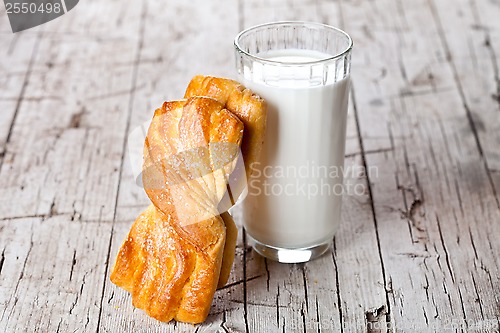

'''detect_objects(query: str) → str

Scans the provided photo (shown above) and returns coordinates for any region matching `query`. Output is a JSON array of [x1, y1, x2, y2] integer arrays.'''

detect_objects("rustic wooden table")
[[1, 0, 499, 332]]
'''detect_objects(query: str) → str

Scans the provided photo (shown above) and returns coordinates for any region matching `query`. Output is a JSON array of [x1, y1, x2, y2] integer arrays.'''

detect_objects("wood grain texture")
[[0, 0, 499, 332], [431, 0, 500, 201], [0, 217, 112, 333], [0, 1, 142, 222], [340, 0, 500, 331], [0, 11, 41, 165]]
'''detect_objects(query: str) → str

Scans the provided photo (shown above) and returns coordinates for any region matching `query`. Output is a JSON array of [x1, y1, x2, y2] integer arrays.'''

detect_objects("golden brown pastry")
[[112, 97, 243, 323], [142, 97, 243, 225], [110, 77, 266, 324], [110, 204, 226, 323], [185, 75, 267, 179], [184, 76, 267, 287]]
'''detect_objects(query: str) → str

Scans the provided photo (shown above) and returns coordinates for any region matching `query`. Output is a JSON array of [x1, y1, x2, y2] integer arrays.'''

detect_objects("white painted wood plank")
[[0, 21, 40, 159], [430, 0, 500, 199], [340, 0, 500, 330], [0, 0, 143, 222], [0, 216, 112, 333]]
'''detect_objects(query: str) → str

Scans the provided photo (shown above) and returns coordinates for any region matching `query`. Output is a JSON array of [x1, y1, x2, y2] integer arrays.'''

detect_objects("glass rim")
[[234, 21, 353, 66]]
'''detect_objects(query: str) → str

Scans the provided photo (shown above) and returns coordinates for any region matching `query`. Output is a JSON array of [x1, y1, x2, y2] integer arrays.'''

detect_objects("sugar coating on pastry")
[[110, 77, 266, 324]]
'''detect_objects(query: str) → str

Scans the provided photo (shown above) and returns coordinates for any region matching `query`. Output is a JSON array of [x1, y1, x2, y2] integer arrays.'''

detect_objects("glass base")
[[247, 235, 332, 263]]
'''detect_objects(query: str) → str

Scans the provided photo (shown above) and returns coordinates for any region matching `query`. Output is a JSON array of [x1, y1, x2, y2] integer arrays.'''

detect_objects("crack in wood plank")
[[300, 304, 307, 333], [350, 83, 392, 329], [331, 242, 344, 333], [264, 258, 270, 292], [216, 274, 262, 292], [219, 310, 230, 333], [435, 213, 456, 284], [344, 147, 394, 159], [242, 229, 250, 333], [315, 296, 321, 333], [55, 317, 62, 333], [275, 285, 280, 329], [0, 29, 43, 170], [300, 265, 309, 313], [69, 250, 76, 282], [470, 272, 485, 320], [0, 249, 5, 276], [69, 272, 87, 315], [231, 299, 288, 309], [0, 212, 79, 223], [1, 224, 34, 324], [11, 228, 33, 299]]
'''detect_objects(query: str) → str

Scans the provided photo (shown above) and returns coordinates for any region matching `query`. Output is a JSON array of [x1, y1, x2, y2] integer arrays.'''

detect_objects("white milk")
[[241, 49, 350, 249]]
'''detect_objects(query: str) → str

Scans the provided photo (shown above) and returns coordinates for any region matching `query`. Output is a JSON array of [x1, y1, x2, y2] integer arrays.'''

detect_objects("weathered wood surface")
[[0, 0, 499, 332]]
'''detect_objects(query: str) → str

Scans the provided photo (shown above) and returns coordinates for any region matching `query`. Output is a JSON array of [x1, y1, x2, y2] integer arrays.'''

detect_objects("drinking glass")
[[234, 21, 352, 263]]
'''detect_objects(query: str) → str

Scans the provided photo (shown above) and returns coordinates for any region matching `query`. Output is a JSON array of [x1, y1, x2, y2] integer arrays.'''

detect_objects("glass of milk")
[[234, 21, 352, 263]]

**REQUIRED ACTION**
A word-for-word retyping of the material above is expected, without pictures.

**EXERCISE RESPONSE**
'''detect_objects(query: str) → str

Scans the provided photo (shown above) and returns coordinates for any region matching `query`. Output is a JSON array of [x1, y1, x2, y2] integer arrays.'''

detect_objects("rustic wooden table")
[[1, 0, 499, 332]]
'''detect_objects(query: str) → str

Scans the provided photo (shown above) and returns coordinates for any region matching `query`. Output is a JSON array of [x1, y1, x2, y2] integer arrays.'''

detect_objects("wood grain texture")
[[0, 0, 499, 332], [431, 0, 500, 201], [0, 217, 112, 333], [0, 1, 142, 222], [340, 0, 500, 331], [0, 11, 41, 165]]
'''detect_objects(query: str) → str

Scans the provided photo (shown above) and returns coordinates for any region matching `query`. Output is a JSON array of [x1, y1, x2, y2] integer arrays.'''

detect_objects("golden brown pastry")
[[112, 97, 243, 323], [142, 97, 243, 225], [110, 77, 266, 324], [110, 204, 226, 323], [185, 75, 267, 179], [184, 76, 267, 287]]
'''detect_objects(query: str) → str

Scans the provided photo (shown above) and returns coordinates for any region matching `query`. Output is a JSON array of [x1, y1, x2, y2] integer arrays.'''

detect_objects("white painted wood plank")
[[0, 21, 40, 159], [430, 0, 500, 199], [340, 0, 500, 330], [0, 0, 143, 222], [0, 216, 112, 333]]
'''detect_objects(query: str) → str

Scans the provided photo (shown above) and returns coordinates for any region matching `query`. Output is a JSON array of [x1, y1, x2, y2] integer arrays.'''

detect_objects("glass rim")
[[234, 21, 353, 66]]
'''detect_objects(query: str) → str

Scans the provided photo (shown above) and returns coordinates for any region matching `query`. Output is a JSON array of [x1, y1, x2, y2] integer arrays.'''

detect_objects("sugar coating on pastry")
[[110, 77, 266, 324]]
'''detect_objects(query: str) → str

Scans the provided photo (shown above) and returns coordinates for any region matching `query`. Output is a JSON array of [x1, y1, x2, y2] integer arrays.'''

detect_objects("glass base")
[[247, 235, 332, 263]]
'''detect_objects(query: str) → str

Scans the provided photo (shown above) and returns coordinates for any region matching `query`. Output is a JSON array of [x1, y1, x2, y2] integer arrays.'''

detect_objects("crack in wood plank")
[[300, 304, 307, 333], [350, 83, 392, 329], [331, 242, 344, 333], [264, 258, 270, 292], [216, 274, 262, 292], [219, 310, 230, 333], [435, 213, 456, 284], [344, 147, 394, 159], [242, 229, 250, 333], [315, 296, 321, 333], [55, 317, 62, 333], [275, 285, 280, 329], [0, 29, 43, 170], [300, 265, 309, 313], [69, 250, 76, 282], [470, 272, 485, 320], [0, 249, 5, 276], [69, 272, 87, 315], [231, 299, 288, 309], [0, 212, 79, 223], [1, 224, 34, 324], [11, 228, 33, 299]]
'''detect_objects(query: str) → str

Scans the provided photo (shown above) and returns coordinates for any region matching `query`. Output is a JSON array of [x1, y1, x2, y2] integer arrays.'''

detect_objects("white milk")
[[241, 49, 350, 249]]
'''detect_objects(query: str) → str

Scans the provided photo (shown above) and returns coordinates for any region matching `query`. Output is a JSON array of [x1, y1, x2, y2] integer arrays.'''

detect_objects("weathered wood surface")
[[0, 0, 499, 332]]
'''detect_objects(query: str) → str

Scans the provided photo (shown above) and returns coordinates for any region matching `query`. Output is a JSON array of [x1, y1, x2, y2] integer arrays.'''

detect_objects("drinking glass")
[[234, 21, 352, 263]]
'''detect_objects(query: str) → str

Scans the provided photo (shown above) and returns coordinates for any region matching `query`. Output is a JSON array of [x1, y1, x2, y2] integer arrays.'''

detect_objects("glass of milk")
[[234, 21, 352, 263]]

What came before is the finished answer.